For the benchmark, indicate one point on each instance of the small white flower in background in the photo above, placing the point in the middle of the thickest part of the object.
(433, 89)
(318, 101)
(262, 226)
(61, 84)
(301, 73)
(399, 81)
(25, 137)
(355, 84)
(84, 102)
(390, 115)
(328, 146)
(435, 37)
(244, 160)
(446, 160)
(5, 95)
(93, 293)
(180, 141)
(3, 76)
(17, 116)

------------

Task » Render the entries above as a JSON list of strings, one string for each line, with blank lines omitted.

Finished exercise »
[
  "For the benchmark, indicate one point on each instance of the small white flower in background in the photo above, placing the point in the middle of the thickest part of the object.",
  "(433, 89)",
  "(318, 101)",
  "(262, 226)",
  "(61, 84)",
  "(301, 73)",
  "(399, 81)",
  "(25, 137)",
  "(355, 84)",
  "(84, 102)",
  "(390, 115)",
  "(328, 146)",
  "(435, 37)",
  "(244, 160)",
  "(446, 160)",
  "(5, 95)",
  "(93, 293)",
  "(180, 141)",
  "(3, 76)",
  "(17, 116)"
]